_Exercise details_
Return each line from the items below that contains the word "bell".
-------
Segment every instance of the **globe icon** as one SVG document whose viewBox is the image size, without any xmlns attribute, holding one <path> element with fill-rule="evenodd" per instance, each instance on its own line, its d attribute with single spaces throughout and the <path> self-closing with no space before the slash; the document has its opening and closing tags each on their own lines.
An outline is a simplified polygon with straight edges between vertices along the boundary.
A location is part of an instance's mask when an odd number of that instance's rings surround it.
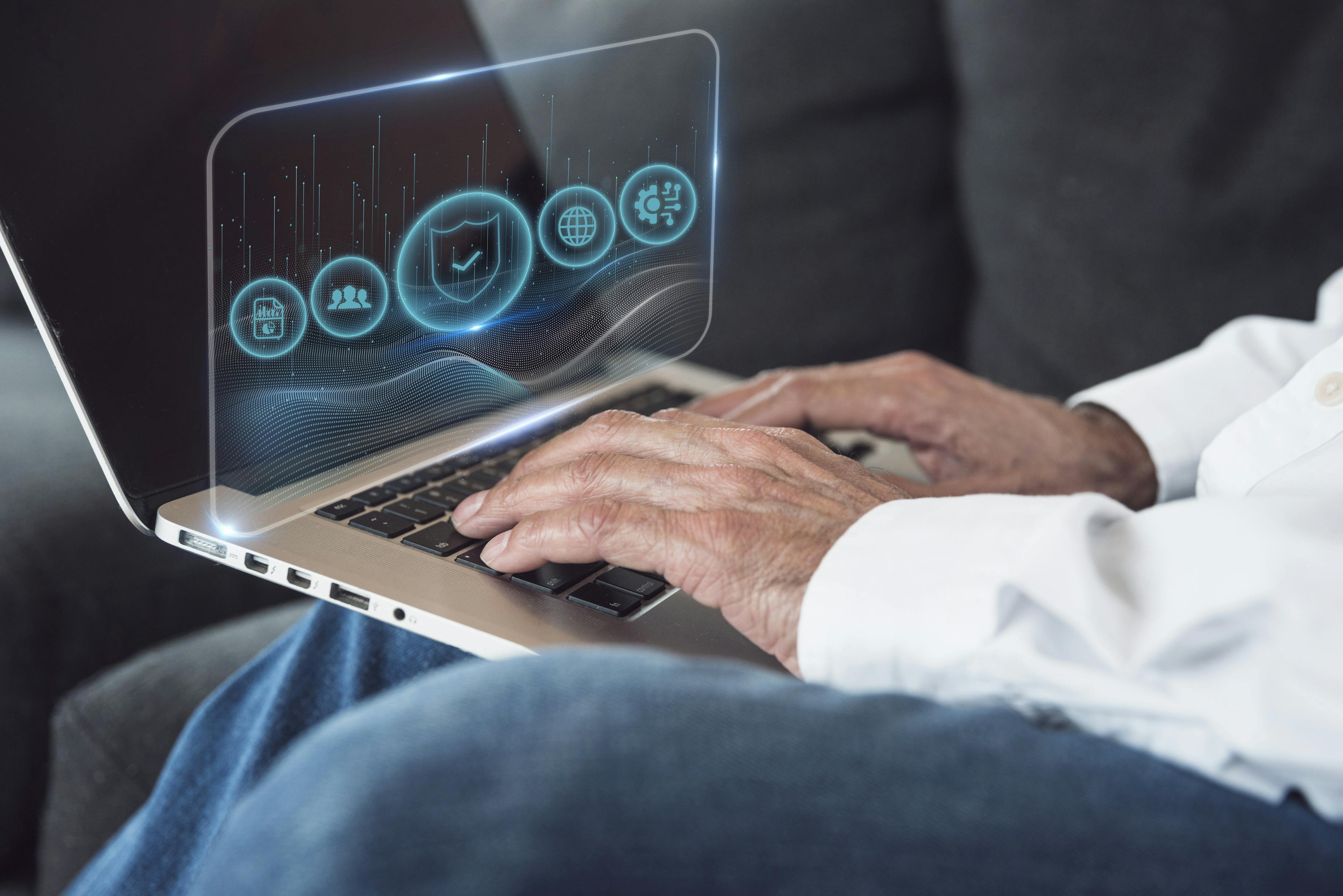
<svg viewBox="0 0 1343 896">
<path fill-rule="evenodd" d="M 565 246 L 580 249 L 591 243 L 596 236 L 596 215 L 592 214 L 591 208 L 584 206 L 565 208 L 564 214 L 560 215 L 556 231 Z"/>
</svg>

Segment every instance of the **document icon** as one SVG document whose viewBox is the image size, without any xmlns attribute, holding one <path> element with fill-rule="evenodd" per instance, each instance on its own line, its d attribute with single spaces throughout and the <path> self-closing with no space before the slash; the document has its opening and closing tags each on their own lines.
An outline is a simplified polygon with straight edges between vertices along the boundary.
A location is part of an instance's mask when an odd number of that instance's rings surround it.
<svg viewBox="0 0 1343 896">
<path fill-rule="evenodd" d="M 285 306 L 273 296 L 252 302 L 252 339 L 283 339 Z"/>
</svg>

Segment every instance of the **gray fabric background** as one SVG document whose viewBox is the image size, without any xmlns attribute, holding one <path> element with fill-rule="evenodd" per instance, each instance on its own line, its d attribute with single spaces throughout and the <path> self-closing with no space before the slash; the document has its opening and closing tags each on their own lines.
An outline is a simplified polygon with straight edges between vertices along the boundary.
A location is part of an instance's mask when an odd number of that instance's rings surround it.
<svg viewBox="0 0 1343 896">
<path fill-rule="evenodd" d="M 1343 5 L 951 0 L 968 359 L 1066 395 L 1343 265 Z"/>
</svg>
-------
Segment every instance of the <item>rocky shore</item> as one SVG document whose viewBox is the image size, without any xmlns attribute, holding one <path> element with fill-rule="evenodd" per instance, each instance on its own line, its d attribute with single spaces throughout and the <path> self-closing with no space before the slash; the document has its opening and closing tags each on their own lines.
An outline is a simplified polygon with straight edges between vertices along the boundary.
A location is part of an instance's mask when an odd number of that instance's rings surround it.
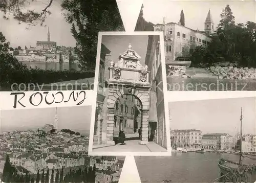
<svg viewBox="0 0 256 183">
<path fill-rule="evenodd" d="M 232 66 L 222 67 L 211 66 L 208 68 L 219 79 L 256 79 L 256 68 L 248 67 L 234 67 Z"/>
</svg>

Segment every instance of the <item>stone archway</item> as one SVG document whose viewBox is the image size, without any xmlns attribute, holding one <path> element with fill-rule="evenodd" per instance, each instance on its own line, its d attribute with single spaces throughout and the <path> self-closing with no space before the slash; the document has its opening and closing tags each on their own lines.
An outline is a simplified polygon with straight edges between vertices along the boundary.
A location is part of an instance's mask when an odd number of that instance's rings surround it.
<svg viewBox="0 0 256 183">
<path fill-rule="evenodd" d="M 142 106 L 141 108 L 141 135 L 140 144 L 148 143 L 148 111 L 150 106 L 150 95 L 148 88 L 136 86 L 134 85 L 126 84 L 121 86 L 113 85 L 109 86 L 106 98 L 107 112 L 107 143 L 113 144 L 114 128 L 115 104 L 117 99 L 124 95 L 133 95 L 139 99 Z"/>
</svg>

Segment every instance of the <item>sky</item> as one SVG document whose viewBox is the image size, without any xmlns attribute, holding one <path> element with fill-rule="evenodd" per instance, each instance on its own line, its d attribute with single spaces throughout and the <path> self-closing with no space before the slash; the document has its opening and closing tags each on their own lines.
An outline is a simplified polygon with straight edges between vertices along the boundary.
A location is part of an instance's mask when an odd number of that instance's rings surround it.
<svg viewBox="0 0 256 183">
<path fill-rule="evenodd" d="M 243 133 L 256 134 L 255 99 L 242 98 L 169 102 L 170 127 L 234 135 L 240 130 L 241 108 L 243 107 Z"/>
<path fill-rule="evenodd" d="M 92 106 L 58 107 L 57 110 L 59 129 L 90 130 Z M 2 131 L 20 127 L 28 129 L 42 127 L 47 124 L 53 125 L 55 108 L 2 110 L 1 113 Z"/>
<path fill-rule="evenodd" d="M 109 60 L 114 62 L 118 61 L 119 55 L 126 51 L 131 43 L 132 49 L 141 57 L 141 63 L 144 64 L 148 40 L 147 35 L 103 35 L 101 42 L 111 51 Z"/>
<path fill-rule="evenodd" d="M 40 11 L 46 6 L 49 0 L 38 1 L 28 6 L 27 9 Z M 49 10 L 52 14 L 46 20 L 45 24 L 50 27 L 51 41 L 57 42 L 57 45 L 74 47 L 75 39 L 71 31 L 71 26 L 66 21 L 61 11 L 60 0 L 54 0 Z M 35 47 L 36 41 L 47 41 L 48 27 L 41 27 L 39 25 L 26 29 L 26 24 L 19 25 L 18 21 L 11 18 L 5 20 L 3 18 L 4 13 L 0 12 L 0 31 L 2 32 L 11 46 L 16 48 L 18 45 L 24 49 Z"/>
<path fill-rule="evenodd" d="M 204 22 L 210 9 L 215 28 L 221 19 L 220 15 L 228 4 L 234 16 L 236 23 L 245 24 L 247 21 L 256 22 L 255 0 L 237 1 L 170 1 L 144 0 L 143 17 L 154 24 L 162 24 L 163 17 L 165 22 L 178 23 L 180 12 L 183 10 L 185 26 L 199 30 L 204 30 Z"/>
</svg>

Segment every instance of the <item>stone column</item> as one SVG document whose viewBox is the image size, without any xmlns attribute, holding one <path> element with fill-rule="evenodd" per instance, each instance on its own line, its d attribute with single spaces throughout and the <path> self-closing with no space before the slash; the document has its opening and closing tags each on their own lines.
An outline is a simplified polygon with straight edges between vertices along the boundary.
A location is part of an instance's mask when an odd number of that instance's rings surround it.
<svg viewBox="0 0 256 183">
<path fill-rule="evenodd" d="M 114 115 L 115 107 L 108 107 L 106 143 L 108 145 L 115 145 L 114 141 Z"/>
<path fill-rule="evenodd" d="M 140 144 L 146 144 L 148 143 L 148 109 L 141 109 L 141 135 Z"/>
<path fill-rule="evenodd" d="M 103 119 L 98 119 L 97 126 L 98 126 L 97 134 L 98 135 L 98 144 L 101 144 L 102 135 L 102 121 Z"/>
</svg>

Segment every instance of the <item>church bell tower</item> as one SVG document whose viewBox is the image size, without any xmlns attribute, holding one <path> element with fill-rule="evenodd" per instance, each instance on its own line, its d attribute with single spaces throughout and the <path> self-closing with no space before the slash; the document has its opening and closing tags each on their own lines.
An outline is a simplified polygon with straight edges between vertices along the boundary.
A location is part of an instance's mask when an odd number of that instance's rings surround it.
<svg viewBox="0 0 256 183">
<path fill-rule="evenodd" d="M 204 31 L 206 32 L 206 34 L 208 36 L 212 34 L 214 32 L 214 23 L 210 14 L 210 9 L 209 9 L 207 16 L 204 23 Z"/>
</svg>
-------
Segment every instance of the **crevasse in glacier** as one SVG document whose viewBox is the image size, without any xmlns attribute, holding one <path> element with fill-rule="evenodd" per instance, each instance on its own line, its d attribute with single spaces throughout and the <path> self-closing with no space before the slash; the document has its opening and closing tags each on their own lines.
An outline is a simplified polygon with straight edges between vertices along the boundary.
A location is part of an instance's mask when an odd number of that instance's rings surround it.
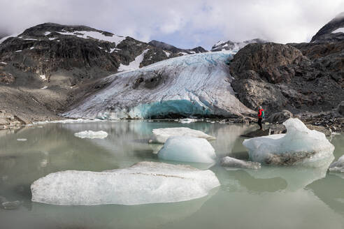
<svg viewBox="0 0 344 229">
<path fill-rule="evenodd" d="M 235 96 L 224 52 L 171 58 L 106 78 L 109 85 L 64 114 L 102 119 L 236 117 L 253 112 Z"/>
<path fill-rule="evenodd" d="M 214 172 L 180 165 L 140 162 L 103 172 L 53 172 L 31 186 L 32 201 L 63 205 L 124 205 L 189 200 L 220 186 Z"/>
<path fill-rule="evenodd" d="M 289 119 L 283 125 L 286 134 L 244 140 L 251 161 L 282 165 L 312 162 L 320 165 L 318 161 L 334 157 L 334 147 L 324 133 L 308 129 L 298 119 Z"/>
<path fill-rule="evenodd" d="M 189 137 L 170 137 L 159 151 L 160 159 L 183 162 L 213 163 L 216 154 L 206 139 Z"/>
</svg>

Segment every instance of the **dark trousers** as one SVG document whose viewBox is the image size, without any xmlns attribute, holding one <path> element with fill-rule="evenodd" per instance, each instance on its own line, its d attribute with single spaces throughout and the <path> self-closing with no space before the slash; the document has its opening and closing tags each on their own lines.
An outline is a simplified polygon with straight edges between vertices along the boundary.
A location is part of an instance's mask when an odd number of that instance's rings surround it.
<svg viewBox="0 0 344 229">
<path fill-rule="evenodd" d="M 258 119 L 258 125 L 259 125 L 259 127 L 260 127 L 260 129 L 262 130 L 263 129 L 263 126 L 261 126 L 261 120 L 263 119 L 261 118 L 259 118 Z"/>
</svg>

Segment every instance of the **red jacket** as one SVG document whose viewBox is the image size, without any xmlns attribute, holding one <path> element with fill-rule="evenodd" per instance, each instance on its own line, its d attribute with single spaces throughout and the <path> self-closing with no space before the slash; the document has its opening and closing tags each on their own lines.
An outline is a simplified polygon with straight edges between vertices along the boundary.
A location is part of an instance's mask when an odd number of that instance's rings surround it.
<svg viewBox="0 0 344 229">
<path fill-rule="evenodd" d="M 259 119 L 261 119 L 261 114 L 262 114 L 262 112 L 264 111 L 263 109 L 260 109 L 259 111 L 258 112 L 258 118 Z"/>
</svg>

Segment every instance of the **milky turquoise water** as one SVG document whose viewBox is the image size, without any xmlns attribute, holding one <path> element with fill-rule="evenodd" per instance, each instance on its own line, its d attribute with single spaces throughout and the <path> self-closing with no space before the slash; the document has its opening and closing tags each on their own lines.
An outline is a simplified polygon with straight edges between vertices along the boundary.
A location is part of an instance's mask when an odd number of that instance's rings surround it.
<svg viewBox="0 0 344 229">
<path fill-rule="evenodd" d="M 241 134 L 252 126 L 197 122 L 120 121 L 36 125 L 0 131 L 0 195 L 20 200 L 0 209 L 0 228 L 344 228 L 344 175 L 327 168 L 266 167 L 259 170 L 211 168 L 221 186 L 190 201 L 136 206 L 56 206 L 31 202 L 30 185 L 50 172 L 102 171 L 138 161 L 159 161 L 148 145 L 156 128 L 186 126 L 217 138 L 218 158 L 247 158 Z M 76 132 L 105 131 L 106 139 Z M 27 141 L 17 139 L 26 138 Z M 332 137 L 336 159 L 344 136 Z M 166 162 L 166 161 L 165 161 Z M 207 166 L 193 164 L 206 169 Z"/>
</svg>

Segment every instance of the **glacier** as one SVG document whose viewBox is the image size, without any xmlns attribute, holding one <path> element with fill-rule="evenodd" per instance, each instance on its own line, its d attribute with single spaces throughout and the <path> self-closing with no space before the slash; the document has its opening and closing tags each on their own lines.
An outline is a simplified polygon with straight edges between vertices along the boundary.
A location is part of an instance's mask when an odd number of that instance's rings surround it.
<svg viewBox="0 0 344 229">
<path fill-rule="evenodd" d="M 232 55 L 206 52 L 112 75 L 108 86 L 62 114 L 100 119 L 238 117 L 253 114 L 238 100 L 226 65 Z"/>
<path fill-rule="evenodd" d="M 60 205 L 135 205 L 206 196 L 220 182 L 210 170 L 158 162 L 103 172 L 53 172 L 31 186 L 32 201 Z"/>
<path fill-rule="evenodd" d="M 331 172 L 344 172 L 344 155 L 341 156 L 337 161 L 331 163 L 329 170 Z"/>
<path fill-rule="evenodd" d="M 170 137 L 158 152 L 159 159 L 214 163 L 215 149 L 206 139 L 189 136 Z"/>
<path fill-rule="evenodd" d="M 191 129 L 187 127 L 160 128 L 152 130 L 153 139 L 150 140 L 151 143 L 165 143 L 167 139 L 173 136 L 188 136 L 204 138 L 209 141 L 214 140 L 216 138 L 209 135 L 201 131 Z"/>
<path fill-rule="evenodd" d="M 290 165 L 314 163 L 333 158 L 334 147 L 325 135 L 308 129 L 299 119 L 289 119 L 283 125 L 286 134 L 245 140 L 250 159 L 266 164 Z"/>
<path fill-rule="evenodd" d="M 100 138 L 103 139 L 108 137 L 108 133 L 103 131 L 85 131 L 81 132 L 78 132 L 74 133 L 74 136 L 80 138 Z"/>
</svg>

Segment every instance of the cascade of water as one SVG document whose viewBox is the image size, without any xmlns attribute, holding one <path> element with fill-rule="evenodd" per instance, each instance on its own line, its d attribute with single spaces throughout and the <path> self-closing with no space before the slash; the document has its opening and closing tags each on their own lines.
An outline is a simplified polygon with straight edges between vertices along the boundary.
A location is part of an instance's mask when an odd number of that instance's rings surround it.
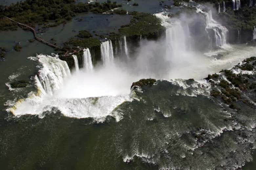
-------
_Result_
Segment every instance of the <item>church bell tower</item> as one SVG document whose viewBox is the image size, without any xmlns attribute, holding one <path> element with fill-rule="evenodd" per instance, each instance on its own line, its d attribute with single spaces throughout and the <path> self-closing with no space before the slash; the document has its opening and closing tags each on their own lines.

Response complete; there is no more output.